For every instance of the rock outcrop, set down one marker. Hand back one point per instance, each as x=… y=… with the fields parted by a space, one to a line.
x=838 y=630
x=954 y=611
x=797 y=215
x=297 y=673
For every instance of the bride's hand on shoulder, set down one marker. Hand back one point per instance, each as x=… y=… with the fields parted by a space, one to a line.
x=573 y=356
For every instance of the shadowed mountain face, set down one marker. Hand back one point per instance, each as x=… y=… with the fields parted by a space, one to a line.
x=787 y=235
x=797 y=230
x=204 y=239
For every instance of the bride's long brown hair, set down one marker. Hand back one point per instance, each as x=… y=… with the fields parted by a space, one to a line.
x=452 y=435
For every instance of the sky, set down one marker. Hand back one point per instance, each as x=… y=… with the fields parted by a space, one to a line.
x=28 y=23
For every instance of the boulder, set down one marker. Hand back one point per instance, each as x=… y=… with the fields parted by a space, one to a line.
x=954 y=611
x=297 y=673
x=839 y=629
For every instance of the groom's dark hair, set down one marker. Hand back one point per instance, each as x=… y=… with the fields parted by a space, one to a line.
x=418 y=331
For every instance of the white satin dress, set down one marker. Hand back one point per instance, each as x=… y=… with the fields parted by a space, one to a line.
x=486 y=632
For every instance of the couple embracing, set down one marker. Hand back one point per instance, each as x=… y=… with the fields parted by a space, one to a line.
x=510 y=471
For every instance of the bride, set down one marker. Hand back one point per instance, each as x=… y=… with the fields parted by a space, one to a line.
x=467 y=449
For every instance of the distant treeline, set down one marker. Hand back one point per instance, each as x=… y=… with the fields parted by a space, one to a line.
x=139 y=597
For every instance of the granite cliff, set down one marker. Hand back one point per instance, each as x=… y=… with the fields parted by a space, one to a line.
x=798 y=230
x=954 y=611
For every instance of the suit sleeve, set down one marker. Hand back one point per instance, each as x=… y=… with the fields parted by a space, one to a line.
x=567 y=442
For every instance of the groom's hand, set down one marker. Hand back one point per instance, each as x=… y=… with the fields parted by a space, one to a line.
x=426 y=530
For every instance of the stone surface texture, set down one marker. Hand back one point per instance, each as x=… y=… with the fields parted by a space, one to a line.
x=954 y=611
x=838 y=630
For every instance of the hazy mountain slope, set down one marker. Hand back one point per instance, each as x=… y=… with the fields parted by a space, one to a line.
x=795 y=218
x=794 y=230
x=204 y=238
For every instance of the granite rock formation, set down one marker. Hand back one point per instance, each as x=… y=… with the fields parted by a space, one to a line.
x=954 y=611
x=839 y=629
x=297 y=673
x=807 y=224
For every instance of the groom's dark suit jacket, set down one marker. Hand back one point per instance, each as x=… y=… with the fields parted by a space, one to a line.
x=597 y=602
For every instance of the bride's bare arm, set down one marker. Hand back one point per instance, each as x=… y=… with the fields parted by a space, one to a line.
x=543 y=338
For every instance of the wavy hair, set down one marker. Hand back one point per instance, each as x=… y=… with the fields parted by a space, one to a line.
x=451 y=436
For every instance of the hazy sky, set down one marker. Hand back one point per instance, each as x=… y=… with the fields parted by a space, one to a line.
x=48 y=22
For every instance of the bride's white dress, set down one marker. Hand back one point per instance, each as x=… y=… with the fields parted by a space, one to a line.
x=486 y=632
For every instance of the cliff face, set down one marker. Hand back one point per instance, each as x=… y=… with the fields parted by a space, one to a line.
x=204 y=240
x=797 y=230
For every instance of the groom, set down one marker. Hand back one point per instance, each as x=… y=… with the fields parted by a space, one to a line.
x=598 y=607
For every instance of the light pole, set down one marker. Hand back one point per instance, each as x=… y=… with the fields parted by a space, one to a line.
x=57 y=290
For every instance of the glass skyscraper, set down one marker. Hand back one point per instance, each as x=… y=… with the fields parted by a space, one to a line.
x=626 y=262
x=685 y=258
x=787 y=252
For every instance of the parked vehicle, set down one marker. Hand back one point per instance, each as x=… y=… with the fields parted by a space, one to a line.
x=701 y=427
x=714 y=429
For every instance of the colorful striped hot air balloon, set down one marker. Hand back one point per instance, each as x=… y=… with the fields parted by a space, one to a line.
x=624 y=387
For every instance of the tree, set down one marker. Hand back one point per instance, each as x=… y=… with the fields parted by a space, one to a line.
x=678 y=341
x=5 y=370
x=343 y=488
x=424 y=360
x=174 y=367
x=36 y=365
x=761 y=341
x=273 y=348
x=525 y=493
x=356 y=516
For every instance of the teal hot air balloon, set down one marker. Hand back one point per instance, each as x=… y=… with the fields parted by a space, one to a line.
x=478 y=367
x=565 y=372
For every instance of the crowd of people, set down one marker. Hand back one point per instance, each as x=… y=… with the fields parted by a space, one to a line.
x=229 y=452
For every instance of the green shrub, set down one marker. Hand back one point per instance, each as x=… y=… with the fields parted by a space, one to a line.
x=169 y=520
━━━━━━━━━━━━━━━━━━━━━━━━━━━━━━
Given request:
Rewrite the entries above, beginning at the line that has "For every instance of the parked" and stopping after the line that has "x=624 y=387", and output only those lines. Keep the requests as they are, but multiply every x and y coordinate in the answers by 0.85 and round to whole numbers, with halves rounded up.

Output of the exercise:
For every instance of the parked vehicle, set down one marker. Hand back one point per instance, each as x=… y=… with the fields parted by a space, one to a line.
x=596 y=363
x=607 y=365
For every instance of the colorful striped hot air balloon, set down one marker. Hand back one point per instance, each as x=… y=… with the fields parted by a space, one to a line.
x=530 y=329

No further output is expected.